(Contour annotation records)
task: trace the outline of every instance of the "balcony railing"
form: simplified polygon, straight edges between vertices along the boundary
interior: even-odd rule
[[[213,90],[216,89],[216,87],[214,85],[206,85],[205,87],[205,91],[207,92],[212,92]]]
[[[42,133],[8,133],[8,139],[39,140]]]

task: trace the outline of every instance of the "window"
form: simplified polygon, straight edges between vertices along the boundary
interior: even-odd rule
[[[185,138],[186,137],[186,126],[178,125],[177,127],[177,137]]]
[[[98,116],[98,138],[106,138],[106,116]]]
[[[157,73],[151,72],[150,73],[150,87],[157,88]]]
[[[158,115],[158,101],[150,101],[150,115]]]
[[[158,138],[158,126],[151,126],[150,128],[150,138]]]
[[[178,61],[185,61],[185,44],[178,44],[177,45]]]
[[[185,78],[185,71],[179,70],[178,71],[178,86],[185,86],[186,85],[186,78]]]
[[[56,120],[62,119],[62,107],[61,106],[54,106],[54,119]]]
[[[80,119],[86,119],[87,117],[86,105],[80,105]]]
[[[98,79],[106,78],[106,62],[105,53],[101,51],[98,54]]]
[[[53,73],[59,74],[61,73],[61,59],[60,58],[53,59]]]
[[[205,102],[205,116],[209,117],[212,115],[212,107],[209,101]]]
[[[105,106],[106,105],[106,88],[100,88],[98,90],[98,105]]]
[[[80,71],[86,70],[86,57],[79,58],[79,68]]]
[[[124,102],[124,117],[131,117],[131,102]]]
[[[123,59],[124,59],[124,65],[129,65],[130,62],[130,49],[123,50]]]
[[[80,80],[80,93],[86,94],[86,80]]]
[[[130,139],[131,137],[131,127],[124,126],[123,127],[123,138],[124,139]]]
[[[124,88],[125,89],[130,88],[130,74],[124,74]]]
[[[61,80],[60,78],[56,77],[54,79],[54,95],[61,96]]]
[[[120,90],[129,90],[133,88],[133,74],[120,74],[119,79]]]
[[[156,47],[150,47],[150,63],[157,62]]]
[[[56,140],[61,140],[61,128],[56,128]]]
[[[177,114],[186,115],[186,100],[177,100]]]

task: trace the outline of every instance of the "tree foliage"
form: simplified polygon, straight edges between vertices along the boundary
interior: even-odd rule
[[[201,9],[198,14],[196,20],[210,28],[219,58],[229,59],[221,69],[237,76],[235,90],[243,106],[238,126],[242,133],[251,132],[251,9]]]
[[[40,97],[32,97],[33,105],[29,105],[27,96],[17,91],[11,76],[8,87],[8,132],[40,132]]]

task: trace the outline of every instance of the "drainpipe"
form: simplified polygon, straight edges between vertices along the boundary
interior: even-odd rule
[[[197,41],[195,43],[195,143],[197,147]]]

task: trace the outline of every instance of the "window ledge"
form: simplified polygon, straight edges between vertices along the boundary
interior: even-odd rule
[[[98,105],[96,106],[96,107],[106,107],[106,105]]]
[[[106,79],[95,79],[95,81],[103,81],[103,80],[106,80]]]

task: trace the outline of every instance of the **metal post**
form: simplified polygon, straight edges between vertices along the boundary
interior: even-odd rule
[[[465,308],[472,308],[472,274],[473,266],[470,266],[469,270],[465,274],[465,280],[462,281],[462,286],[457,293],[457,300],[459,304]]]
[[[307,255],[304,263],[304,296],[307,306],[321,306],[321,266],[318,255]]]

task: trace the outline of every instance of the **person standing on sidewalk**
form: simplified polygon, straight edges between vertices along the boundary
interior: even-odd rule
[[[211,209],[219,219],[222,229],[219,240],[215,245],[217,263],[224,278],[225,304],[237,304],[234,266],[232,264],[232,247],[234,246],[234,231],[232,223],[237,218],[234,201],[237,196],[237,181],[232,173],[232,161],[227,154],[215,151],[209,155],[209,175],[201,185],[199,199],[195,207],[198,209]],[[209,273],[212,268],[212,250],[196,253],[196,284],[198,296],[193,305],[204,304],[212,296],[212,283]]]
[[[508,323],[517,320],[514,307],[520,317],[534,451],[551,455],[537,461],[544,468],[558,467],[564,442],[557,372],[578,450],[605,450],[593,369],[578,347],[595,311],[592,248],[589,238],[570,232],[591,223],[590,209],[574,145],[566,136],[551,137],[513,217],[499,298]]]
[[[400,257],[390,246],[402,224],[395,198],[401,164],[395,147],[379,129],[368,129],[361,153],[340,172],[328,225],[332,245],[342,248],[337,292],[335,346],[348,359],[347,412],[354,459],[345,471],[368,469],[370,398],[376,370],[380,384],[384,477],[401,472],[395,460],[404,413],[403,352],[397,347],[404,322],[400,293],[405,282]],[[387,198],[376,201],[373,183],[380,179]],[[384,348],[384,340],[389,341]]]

# Problem to work on
Could you print out all of the records above, line for line and unchanged?

# Written response
task: trace the outline of every instance of the "balcony railing"
form: simplified polygon, straight edges between vertices along the boundary
interior: even-odd rule
[[[213,90],[216,89],[216,87],[214,85],[206,85],[205,87],[205,91],[207,92],[212,92]]]
[[[42,133],[8,133],[8,139],[39,140]]]

task: trace the outline of every instance of the "window"
form: simplified polygon, straight edges between vertices along the boundary
interior: even-odd rule
[[[185,138],[186,137],[186,126],[178,125],[177,127],[177,137]]]
[[[98,116],[98,138],[106,138],[106,116]]]
[[[157,73],[151,72],[150,73],[150,87],[157,88]]]
[[[158,115],[158,101],[150,101],[150,115]]]
[[[158,138],[158,126],[151,126],[150,128],[150,138]]]
[[[178,61],[185,61],[185,44],[178,44],[177,45]]]
[[[185,78],[185,71],[179,70],[178,71],[178,86],[185,86],[186,85],[186,78]]]
[[[56,120],[62,119],[62,107],[61,106],[54,106],[54,119]]]
[[[80,119],[86,119],[87,117],[86,105],[80,105]]]
[[[98,79],[106,78],[106,62],[105,53],[101,51],[98,54]]]
[[[53,73],[59,74],[61,73],[61,59],[60,58],[53,59]]]
[[[205,102],[205,116],[209,117],[212,115],[212,107],[209,101]]]
[[[105,106],[106,105],[106,88],[100,88],[98,90],[98,105]]]
[[[80,71],[86,70],[86,57],[79,58],[79,68]]]
[[[124,102],[124,117],[131,117],[131,102]]]
[[[123,59],[124,59],[124,65],[129,65],[130,62],[130,49],[123,50]]]
[[[80,80],[80,93],[86,94],[86,80]]]
[[[130,139],[131,137],[131,127],[124,126],[123,127],[123,138],[124,139]]]
[[[124,88],[125,89],[130,88],[130,74],[124,74]]]
[[[61,80],[60,78],[56,77],[54,79],[54,95],[61,96]]]
[[[120,90],[129,90],[133,88],[133,74],[120,74],[119,79]]]
[[[156,47],[150,47],[150,63],[157,62]]]
[[[56,140],[61,140],[61,128],[56,128]]]
[[[177,114],[186,115],[186,100],[177,100]]]

task: trace the outline of every instance of the "tree foliage"
form: simplified polygon, straight edges between vertices along the boundary
interior: even-odd rule
[[[201,9],[198,14],[196,20],[210,28],[219,58],[229,59],[221,69],[237,76],[235,90],[243,106],[238,126],[242,133],[251,132],[251,9]]]
[[[40,97],[32,97],[33,105],[29,105],[27,96],[17,91],[11,76],[8,87],[8,132],[40,132]]]

task: trace the outline of every instance of the "drainpipe"
form: simplified polygon, straight edges between vertices along the boundary
interior: even-odd rule
[[[197,41],[195,43],[195,143],[197,147]]]

task: trace the outline of every instance of the "window ledge"
form: simplified polygon, straight edges between vertices along the boundary
interior: even-odd rule
[[[98,105],[96,106],[96,107],[106,107],[106,105]]]
[[[106,79],[95,79],[95,81],[103,81],[103,80],[106,80]]]

task: trace the outline of every instance of the **metal post**
form: simplified polygon, straight edges between vertices along the boundary
interior: even-odd rule
[[[465,308],[472,308],[472,274],[473,266],[470,266],[469,270],[465,274],[465,280],[462,281],[462,286],[457,293],[457,300],[459,304]]]
[[[307,255],[304,263],[304,296],[307,306],[321,306],[321,266],[318,255]]]

task: trace the outline of every instance of the **person standing on sidewalk**
form: simplified polygon, straight edges between vertices along the boundary
interior: even-odd rule
[[[211,209],[219,219],[222,229],[219,240],[215,245],[217,263],[224,278],[225,304],[237,304],[234,266],[232,264],[232,247],[234,246],[234,231],[232,223],[237,218],[234,201],[237,196],[237,181],[232,173],[232,161],[227,154],[215,151],[209,155],[209,175],[201,185],[199,199],[195,207],[198,209]],[[209,273],[212,268],[212,250],[196,253],[196,284],[198,296],[193,305],[204,304],[212,296],[212,283]]]
[[[508,323],[517,320],[514,307],[520,317],[534,451],[551,455],[537,461],[544,468],[558,467],[564,442],[557,372],[578,450],[605,450],[593,369],[578,347],[595,311],[592,248],[589,238],[570,232],[591,223],[590,209],[574,145],[566,136],[551,137],[513,217],[499,298]]]
[[[400,257],[390,246],[402,224],[395,198],[401,164],[395,147],[379,129],[368,129],[361,153],[340,172],[328,225],[332,245],[342,248],[337,292],[335,346],[348,359],[347,412],[354,459],[345,471],[368,469],[370,398],[376,370],[380,384],[384,477],[401,472],[395,460],[404,413],[403,352],[397,347],[404,322],[400,293],[405,282]],[[387,198],[376,201],[373,183],[380,179]],[[384,348],[384,340],[389,341]]]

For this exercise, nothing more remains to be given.